┌─ Supplied data

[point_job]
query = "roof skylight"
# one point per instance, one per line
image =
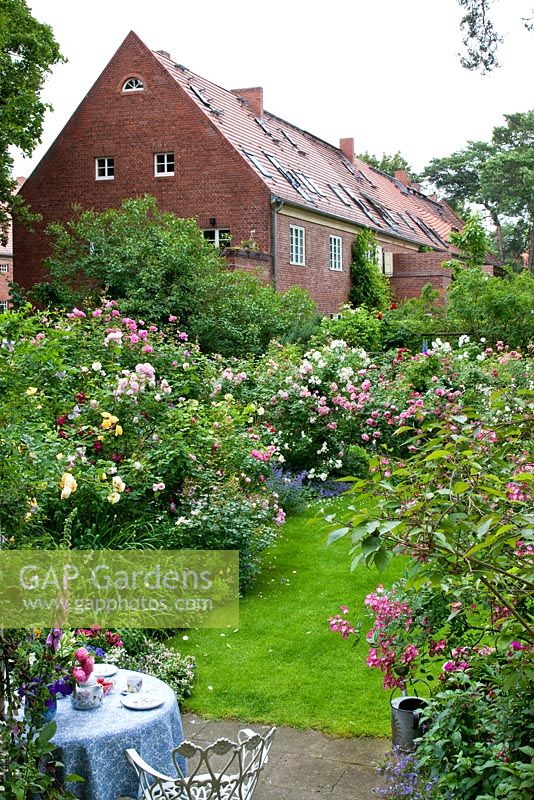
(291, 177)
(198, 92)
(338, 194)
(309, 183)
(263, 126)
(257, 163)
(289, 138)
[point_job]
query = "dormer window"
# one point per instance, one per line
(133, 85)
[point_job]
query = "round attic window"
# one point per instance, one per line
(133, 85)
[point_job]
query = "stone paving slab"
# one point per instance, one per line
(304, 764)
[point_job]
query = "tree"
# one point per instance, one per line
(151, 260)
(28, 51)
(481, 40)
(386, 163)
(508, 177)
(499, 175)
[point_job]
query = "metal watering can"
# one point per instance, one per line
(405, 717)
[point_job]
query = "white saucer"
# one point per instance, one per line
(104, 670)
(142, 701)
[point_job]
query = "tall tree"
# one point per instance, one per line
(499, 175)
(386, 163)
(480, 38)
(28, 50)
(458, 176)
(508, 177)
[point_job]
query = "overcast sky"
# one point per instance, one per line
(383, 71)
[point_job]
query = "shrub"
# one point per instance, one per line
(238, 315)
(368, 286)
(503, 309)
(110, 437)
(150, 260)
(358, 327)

└─

### What to do
What you return should match the records line for line, minus the pictures.

### Written solution
[point_job]
query = "roof skylight"
# one point per instance, one per line
image =
(291, 177)
(198, 92)
(338, 194)
(309, 183)
(263, 126)
(257, 163)
(289, 138)
[point_job]
query = "dormer window"
# one point per instance, one per line
(133, 85)
[point_job]
query = "round attic window"
# one point per instance, one per line
(133, 85)
[point_job]
query = "stone paving slab"
# one point per instance, one per line
(304, 764)
[point_job]
query = "tree"
# one point per instance, one per line
(151, 260)
(28, 51)
(481, 40)
(386, 163)
(508, 177)
(499, 175)
[point_job]
query = "metal watering can"
# one point per instance, one per line
(405, 717)
[point_job]
query = "white saucer"
# one point per instance, one per line
(104, 670)
(142, 701)
[point_job]
query = "tall tree"
# one point per instance, one per line
(499, 175)
(386, 163)
(480, 38)
(28, 50)
(458, 176)
(508, 177)
[point_job]
query = "overcast sky"
# one point per instance, one per line
(383, 71)
[point_job]
query = "shrub"
# one point per instance, one per line
(238, 315)
(368, 286)
(503, 309)
(110, 437)
(150, 260)
(358, 327)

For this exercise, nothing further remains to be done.